TRECHO PARA LEITURA:
Dois anos mais tarde estaria na Vímana, grupo de que também participaram Lobão e Ritchie. O fato de ter tido estes futuros astros do rock brasileiro dos anos 80, levou a Vímana a ser lembrada e seus discos valorizados. Nada indica que a trinca fosse marcar a década seguinte com tantos sucessos. O grupo era influenciado pelo rock progressivo. Aproximou-se do tecladista Patrick Moraz, um suíço que entrou no lugar de Rick Wakeman no grupo inglês Yes e que morou algum tempo no Rio. A saída de Lulu Santos da banda teria acontecido por ter brigado com Moraz. Sua carreira solo demoraria um pouco a decolar.
Passadas quatro décadas do episódio, Lulu Santos é o incontestável “Rei do Pop” brasileiro e um dos maiores guitarristas de sua geração, embora tenha deixado o instrumento em segundo plano. O que apareceu foi o cantor e compositor de discos pop refinados e acessíveis (com as inevitáveis exceções). Uma máquina de hits só comparável à Rita Lee Jones, que levou o pop nacional à idade adulta em meados dos anos 70. Tempos modernos, Como uma onda, De repente Califórnia, Aviso aos navegantes, Um certo alguém: a lista é longa. O carioquíssimo Lulu Santos, fiel versão do ensolarado Rio de Janeiro, agora acopla ao seu repertório uma dúzia de canções da cantora que já foi a mais perfeita tradução de acinzentada São Paulo.
Ele reverencia a Rainha do Rock brasileiro no álbum Baby Baby (Universal Music), uma passeada pelo repertório, de fases distintas, de Rita Lee. E passeada aqui é no sentido praticamente literal. Lulu revisita uma dúzia de canções da cantora (sozinha ou com parceiros). A ideia, revelou, veio-lhe depois de ler a autobiografia dela. Relacionou as primeiras canções que lhe chegaram à cabeça. O disco começou a ser realizado em fevereiro e pousou nas plataformas digitais na última sexta-feira.

ENTRADAS EXTRAÍDAS:

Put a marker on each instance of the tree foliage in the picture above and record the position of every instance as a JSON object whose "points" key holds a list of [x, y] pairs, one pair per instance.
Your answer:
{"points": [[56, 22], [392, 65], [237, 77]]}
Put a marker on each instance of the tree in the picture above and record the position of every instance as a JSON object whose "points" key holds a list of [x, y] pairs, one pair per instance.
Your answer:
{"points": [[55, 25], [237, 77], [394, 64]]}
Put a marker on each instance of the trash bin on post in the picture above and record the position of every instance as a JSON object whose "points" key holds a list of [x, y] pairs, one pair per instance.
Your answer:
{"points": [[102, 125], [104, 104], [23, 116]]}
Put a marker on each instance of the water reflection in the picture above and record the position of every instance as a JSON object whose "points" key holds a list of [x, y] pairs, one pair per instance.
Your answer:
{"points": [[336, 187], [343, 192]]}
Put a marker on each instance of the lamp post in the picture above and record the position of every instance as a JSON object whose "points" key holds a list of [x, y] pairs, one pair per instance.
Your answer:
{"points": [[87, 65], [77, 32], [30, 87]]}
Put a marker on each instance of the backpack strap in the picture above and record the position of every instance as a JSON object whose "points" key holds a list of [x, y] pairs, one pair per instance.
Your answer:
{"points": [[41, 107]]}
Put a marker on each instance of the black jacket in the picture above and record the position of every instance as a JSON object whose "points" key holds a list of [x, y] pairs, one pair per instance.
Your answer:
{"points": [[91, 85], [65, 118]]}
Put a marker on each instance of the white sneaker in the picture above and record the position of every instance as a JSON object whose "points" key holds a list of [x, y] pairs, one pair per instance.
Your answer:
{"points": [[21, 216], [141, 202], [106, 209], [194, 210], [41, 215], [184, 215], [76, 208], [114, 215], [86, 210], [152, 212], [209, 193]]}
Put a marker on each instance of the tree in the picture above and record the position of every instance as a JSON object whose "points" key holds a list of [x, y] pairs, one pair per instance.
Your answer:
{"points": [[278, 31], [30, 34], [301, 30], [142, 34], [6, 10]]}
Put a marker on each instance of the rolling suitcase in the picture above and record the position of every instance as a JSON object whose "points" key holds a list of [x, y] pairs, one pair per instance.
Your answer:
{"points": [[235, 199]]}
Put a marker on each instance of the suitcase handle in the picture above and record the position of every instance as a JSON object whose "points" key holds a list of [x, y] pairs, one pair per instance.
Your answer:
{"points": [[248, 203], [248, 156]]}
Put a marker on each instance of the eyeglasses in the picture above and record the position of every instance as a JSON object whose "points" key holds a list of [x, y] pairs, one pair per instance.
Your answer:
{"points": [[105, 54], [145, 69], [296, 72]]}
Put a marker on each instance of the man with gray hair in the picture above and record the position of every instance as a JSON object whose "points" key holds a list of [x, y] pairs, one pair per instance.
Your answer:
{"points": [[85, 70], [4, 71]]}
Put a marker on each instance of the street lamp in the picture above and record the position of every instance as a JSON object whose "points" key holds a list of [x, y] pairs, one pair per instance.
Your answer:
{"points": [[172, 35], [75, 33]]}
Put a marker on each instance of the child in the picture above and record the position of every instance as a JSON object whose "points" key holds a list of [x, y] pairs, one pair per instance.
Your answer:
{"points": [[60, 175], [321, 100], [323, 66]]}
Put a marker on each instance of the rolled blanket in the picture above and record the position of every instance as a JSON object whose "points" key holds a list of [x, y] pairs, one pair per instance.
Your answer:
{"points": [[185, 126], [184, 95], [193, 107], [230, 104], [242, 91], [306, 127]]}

TAREFAS A CUMPRIR:
1: De acordo com o trecho para leitura, quem Patrick Moraz substituiu no grupo inglês Yes?
2: Por favor, liste todos os sucessos de Lulu Santos mencionados pelo título no trecho para leitura.

EM RESPOSTA:
1: Rick Wakeman.

2:
- Tempos modernos
- Como uma onda
- De repente Califórnia
- Aviso aos navegantes
- Um certo alguém